_Complete the following_
a – Please answer these questions about the passage on ZnO heterostructures, keeping each answer on its own line and marking it like its question:
(i) Which heterostructures does the report present as hosting a 2DES at the heterointerface?
(ii) To which heterostructures is the use of ZnO's polar nature compared?
(iii) What kind of scattering events are described as relatively dominant?
b – Extend the passage on ZnO heterostructures past its final sentence.

_Source passage_
::::
The deployment of this technique to the growth of the relatively simple chemical and crystallography natured ZnO is the focus of this report. We present the current state-of-the-art growth apparatus and techniques for achieving high quality Mg_xZn_1−xO/ZnO heterostructures which host a 2DES at the heterointerface^11,12. Similar to AlGaN/GaN heterostructures¹³, the polar nature of the inversion asymmetric Wurtzite structure of ZnO is exploited for the formation of a 2DES, without the need for remote doping techniques. As a result, long range potential fluctuations typically imposed by such doping techniques are absent, with short range scattering events relatively dominant¹⁴. This scenario is different to the AlGaAs/GaAs 2DES and therefore these ZnO 2DES allow for the exploration of alternate facets of the interplay between the types of disorder and observable physical phenomena. Here we target individual scattering origins through a systematic study of growth conditions and sample design.
::::
_Dataset extract_

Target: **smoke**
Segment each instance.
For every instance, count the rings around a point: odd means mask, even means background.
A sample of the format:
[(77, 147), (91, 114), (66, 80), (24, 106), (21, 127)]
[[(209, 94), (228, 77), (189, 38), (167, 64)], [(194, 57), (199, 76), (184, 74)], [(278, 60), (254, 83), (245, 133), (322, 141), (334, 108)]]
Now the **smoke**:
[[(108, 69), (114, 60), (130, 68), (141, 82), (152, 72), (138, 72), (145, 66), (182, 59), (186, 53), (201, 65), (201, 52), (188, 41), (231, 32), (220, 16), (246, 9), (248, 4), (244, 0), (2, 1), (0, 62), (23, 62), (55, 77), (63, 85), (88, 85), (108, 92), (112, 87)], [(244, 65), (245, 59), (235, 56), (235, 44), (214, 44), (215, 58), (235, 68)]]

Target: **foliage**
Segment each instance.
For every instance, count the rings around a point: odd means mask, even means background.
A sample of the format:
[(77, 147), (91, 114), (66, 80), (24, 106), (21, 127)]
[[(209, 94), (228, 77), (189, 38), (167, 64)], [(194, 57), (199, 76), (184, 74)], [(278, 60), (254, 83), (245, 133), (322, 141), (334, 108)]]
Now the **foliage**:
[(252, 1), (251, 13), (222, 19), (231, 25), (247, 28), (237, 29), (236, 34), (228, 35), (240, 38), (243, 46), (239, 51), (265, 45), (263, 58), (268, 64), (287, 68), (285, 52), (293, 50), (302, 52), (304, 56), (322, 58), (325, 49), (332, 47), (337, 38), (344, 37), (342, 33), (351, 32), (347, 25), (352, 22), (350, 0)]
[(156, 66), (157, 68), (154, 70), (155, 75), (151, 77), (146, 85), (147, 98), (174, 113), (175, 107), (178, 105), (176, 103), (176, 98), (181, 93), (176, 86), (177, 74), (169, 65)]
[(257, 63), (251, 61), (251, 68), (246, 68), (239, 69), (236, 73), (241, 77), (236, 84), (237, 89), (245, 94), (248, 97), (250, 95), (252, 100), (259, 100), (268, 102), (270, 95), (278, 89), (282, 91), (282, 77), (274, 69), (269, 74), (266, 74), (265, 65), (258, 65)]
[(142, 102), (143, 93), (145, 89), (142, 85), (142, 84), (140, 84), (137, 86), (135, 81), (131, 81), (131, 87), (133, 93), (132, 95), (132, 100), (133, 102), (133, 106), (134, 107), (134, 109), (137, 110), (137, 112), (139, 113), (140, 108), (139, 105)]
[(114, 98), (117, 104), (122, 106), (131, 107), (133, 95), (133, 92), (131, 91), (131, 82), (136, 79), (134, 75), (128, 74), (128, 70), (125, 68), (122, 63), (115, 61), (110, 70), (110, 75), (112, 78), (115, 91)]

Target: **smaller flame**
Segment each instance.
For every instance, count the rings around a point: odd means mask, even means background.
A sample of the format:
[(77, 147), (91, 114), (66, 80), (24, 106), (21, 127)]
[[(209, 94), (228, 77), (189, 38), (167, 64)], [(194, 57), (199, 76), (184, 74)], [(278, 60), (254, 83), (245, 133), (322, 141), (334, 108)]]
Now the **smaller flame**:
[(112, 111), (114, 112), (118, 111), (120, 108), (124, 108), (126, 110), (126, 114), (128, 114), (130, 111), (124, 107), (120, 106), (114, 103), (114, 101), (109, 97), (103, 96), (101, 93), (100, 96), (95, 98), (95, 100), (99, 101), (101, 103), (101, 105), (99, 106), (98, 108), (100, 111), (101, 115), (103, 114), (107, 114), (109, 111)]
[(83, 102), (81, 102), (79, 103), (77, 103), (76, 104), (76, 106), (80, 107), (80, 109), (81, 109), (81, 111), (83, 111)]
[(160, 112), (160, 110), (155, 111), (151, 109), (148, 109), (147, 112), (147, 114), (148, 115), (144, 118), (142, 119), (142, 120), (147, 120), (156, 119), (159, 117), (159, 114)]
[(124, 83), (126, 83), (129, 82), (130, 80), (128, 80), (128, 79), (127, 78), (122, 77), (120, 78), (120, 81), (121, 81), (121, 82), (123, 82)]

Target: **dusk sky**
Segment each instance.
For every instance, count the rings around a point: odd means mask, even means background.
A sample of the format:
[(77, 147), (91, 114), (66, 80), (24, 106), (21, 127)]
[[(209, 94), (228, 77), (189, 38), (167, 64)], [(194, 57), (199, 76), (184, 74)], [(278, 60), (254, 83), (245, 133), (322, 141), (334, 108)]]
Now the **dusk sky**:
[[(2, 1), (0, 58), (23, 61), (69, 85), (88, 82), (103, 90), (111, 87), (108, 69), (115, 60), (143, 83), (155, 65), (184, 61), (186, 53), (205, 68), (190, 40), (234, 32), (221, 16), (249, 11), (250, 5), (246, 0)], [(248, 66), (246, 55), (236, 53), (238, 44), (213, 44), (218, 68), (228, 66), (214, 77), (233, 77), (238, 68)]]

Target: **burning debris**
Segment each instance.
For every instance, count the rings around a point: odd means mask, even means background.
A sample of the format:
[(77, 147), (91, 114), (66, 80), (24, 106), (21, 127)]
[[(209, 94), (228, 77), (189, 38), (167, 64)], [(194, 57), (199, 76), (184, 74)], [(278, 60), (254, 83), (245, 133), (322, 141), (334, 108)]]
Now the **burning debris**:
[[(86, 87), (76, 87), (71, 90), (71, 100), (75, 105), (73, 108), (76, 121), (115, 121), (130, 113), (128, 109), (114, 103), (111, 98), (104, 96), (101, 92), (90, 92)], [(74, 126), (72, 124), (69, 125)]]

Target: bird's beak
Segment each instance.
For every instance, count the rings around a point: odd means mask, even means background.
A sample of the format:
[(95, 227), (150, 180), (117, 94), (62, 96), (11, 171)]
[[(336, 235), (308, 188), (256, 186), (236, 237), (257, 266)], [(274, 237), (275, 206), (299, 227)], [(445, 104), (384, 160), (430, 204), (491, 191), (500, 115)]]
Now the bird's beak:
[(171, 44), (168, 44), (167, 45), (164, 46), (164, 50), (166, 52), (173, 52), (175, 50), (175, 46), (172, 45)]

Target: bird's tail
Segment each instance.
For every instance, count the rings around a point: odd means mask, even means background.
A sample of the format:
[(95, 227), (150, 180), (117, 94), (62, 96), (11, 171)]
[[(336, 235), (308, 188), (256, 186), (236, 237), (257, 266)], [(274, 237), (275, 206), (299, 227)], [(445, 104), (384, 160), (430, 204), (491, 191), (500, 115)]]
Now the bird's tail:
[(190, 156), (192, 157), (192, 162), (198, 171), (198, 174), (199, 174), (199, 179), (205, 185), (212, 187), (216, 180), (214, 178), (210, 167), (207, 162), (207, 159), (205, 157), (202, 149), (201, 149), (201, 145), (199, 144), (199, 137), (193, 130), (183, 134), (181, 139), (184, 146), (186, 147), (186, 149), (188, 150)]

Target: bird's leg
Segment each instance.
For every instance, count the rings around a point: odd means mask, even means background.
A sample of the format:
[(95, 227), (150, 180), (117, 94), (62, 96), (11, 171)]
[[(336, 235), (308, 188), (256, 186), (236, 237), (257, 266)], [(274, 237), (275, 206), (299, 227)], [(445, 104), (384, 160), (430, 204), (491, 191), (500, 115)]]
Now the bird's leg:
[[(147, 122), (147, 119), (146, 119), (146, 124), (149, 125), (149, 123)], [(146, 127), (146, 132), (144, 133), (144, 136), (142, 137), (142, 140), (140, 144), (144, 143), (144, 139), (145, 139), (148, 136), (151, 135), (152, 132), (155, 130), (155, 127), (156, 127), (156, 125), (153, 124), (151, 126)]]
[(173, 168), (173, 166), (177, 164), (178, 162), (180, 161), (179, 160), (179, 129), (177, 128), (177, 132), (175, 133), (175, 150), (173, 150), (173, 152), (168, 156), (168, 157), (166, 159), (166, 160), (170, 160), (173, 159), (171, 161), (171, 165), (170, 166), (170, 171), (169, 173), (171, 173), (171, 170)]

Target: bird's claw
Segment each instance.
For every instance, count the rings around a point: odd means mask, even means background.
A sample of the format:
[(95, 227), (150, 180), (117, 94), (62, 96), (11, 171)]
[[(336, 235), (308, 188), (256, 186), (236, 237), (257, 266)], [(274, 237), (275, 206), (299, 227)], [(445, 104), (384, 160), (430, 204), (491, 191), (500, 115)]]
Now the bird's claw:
::::
_Replies_
a –
(i) Mg_xZn_1−xO/ZnO heterostructures
(ii) AlGaN/GaN heterostructures
(iii) Short range scattering events

b –
Results

Previous reports^10,12,15 on this system have revealed that the 2DES charge density depends intimately on the Mg content of the capping Mg_xZn_1−xO layer down to dilute concentrations x ≤ 0.01. In the following sections, we address prominent impurity sources within the oxide MBE apparatus and refine the growth conditions, which, in combination with tuning the Mg content, enable reproducible growth of films with μ exceeding 1 × 10⁶ cm²/Vs. While this μ occurs for only a narrow charge density range, significant enhancements in μ are achieved for the full range of n. We also gain access to dilute samples where n = 2.1 × 10¹⁰ cm⁻².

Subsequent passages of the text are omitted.